### [Objectif]
Répondez, s'il vous plaît, aux questions suivantes à partir de l'extrait sur le Caucase :
(a) Dans quelle ville se trouve le Musée Staline ?
(b) Combien de morts les purges auraient-elles causées ?
(c) Quelle part de leur territoire initial les pays du Caucase ont-ils perdue ?

### [Extrait]
Presqu'île du lac Sewan, Arménie, en bordure du Nagorno-Karabah

Presqu'île du lac Sewan, Arménie, en bordure du Nagorno-Karabah

Ce qui suit n'est pas un cours de géopolitique, mais une collection de quelques vignettes éparses. Regards naïfs d’un observateur curieux, peu compétent en géopolitique, mais aux yeux ouverts.

L’histoire de la constitution, puis de l’éclatement de l’empire soviétique, en tout cas en ce qui concerne le Caucase, mérite d’être relue. On en a un aperçu quelque peu optimiste en visitant le Musée Staline à Gori (ville de naissance du « petit père des peuples » au cœur de la Géorgie). Son panégyrique passe sous silence les fameuses purges qui auraient été responsables de la mort de 10 millions de gens. On reviendra sur le Musée.

Joseph Staline en jeune révolutionnaire au musée de Gori

Joseph Staline en jeune révolutionnaire au musée de Gori

En gros ça s’est mal passé, non seulement lors de la constitution de l’URSS, mais aussi et surtout à sa dissolution. Les Caucasiens sont là pour en témoigner, d’autant plus qu’ils avaient subi dans leur histoire le joug de pas moins de sept empires : les Perses achéménides, les Grecs, les Perses encore (Sassanides), les Mongols, les Romains, les Arabes, les Perses encore, les Ottomans, le Russes tsaristes, puis les Soviétiques, dont ils viennent de se débarrasser (quoique…) Destinée invraisemblable. Résultat : aujourd’hui tous les pays du Caucase sont «amputés» de 15 à 25% de leur territoire initial, et cela cause des milliers de déplacés et de réfugiés, et de gros risques de confrontations, qui font le jeu des grandes puissances.

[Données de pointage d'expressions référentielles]
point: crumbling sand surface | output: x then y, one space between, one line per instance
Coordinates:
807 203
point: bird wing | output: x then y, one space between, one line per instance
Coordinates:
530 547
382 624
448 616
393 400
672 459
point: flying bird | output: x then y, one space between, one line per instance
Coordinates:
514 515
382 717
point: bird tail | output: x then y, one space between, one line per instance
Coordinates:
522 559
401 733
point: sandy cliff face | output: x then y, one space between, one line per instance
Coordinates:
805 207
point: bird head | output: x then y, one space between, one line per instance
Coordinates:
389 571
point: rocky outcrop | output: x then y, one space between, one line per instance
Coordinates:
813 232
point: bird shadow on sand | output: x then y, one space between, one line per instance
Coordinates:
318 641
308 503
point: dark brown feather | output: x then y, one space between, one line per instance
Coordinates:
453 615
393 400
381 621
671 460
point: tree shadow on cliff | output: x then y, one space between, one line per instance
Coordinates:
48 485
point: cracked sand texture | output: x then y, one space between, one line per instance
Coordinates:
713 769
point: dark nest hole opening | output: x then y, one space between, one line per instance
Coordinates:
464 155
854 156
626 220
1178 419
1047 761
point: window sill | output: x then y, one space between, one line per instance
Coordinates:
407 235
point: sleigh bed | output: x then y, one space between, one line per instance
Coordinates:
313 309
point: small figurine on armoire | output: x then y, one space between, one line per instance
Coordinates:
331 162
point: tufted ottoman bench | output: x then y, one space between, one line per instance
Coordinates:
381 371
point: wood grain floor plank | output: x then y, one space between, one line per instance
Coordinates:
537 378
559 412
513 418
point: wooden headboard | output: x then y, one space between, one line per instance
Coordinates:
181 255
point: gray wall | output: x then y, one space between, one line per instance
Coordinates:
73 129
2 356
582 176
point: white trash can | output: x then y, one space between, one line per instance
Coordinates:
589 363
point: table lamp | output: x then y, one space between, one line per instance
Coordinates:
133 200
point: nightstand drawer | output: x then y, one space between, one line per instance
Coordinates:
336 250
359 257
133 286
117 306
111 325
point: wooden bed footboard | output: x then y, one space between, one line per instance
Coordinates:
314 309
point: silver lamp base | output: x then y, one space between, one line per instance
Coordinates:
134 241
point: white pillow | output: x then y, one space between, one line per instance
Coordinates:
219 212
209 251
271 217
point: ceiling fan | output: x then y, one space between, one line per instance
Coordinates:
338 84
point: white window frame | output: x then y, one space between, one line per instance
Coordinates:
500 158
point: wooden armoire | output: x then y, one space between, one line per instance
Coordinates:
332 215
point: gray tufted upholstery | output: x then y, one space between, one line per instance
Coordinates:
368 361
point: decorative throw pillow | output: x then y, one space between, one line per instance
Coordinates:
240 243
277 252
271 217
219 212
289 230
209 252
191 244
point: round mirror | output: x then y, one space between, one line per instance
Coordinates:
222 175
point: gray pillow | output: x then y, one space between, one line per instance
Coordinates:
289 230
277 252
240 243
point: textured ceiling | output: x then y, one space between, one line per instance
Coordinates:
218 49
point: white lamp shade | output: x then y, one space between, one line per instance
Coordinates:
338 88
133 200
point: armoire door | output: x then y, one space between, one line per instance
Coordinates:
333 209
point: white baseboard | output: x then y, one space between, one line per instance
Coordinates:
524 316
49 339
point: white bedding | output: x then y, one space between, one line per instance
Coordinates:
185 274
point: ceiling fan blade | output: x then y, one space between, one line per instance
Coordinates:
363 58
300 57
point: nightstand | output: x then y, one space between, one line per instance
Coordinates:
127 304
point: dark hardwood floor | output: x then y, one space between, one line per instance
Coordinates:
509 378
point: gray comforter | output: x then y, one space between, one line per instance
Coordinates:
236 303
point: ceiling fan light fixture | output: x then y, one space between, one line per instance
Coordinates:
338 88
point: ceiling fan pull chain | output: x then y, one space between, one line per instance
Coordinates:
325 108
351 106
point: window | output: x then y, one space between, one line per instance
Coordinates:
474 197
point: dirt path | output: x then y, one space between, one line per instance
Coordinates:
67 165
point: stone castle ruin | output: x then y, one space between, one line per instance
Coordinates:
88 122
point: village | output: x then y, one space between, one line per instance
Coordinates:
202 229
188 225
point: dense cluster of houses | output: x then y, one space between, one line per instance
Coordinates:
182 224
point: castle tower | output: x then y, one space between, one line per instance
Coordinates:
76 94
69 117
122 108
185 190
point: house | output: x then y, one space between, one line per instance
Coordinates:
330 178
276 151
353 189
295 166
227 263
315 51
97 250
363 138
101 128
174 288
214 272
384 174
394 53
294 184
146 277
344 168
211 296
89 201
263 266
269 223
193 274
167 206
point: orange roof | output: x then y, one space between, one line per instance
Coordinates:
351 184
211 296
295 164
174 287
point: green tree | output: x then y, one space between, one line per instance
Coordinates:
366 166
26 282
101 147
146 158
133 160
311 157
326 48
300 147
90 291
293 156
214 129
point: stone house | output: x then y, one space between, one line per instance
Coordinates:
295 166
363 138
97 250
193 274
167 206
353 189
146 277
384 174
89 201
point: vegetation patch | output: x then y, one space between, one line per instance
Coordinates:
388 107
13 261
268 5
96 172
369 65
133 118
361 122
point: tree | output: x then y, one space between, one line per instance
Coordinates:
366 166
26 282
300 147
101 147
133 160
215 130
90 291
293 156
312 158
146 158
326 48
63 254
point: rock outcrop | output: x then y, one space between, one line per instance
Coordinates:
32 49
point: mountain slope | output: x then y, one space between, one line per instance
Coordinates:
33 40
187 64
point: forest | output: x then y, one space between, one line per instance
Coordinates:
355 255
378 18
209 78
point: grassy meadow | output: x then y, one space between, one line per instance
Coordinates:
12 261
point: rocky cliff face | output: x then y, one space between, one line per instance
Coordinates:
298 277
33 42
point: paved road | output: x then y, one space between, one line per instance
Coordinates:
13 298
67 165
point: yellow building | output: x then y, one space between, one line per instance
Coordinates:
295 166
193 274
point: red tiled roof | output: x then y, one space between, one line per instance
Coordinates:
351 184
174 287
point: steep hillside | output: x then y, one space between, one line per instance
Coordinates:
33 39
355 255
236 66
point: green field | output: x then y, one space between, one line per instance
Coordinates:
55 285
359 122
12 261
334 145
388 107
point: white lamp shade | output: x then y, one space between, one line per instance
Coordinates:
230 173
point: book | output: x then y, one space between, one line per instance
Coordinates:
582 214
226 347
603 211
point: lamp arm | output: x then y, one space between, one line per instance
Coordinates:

### [Réponse]
(a) À Gori, au cœur de la Géorgie.
(b) 10 millions.
(c) De 15 à 25 %.